This is the best of the several environmentally-oriented books I have reviewed recently, and it offers a double value: not only does it lay out a persuasive social, economic, and political case for abandoning the Risk Paradigm of permissive pollution in favor of an Environmental Paradigm of zero pollution; but it also provides a very fine–really excellent–case for why the current government and industry approaches to information about the environment and threats to the environment are severely flawed. In a nutshell, the current approach divorces “good science” (code for permitting what you can't prove will kill the planet today) from social consciousness and good policy; and the current approach insists on studying risk one contaminant at a time, rather than as a whole.

This book is persuasive; I believe author has the right stuff and should be consulted on major policy issues. I believe the underlying moral values and intellectual arguments that this book makes, about both science and social policy, should be adopted by the Cultural Creatives and the independent voters of America, and that the recommendations of this book are so serious as to warrant country by country translations and promulgation.

EXERCISES TO COMPLETE ::
1. Rewrite the book review, starting at "This book is" and ending at "translations and promulgation.", with "Cultural Creatives" replaced by "policy makers".
2. Write the next part of the book review, picking up after its final sentence.

MATERIAL SUPPLIED ::
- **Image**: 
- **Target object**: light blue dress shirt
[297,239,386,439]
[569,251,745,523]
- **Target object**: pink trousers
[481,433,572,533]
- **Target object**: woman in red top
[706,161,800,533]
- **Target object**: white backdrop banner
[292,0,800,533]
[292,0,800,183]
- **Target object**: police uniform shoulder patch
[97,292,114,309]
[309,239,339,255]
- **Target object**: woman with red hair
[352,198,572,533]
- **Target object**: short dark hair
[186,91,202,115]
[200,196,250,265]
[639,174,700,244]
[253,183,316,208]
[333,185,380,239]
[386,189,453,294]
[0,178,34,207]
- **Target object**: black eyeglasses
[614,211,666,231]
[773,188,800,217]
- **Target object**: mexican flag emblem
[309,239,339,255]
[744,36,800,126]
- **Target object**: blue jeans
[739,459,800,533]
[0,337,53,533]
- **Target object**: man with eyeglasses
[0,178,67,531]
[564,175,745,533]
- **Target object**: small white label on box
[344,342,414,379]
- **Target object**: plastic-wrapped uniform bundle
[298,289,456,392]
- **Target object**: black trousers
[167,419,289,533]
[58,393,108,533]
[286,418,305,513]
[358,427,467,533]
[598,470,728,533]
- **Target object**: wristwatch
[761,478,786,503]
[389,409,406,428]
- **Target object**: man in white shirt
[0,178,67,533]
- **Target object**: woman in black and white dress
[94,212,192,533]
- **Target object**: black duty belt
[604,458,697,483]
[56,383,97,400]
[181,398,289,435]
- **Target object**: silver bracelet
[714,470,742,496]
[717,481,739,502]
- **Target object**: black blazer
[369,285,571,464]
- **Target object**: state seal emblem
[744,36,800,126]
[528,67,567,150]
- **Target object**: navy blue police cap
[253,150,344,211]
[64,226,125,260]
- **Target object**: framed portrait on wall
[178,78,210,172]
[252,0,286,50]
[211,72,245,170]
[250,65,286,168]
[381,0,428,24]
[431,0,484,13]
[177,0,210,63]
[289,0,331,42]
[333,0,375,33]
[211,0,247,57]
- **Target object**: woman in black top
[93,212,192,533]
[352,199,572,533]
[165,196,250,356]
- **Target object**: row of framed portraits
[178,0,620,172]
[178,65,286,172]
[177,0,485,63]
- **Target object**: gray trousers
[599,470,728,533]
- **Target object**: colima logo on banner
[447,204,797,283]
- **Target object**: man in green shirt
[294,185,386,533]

ANSWERS BY TASK ::
1.
This book is persuasive; I believe author has the right stuff and should be consulted on major policy issues. I believe the underlying moral values and intellectual arguments that this book makes, about both science and social policy, should be adopted by the policy makers and the independent voters of America, and that the recommendations of this book are so serious as to warrant country by country translations and promulgation.

2.
This book is exceptional in that is combines a readable policy essay for the non-technical citizen, with deeply documented technical appendices and notes that support a middle ground series of chapters relating scientific findings to long-term policy issues.

From many small actions come revolutionary change–this book is a necessary brick in the road to environmental reform. The bottom line is clear: every year more and more toxins are building up in our blood streams, and this is going to have an overwhelmingly negative impact on the humanity, capability, and survivability of our great grandchildren three generations down–we have not have grandchildren seven generations down if the insights from this book fail to reach the people, and through the people, the policy makers and legislators.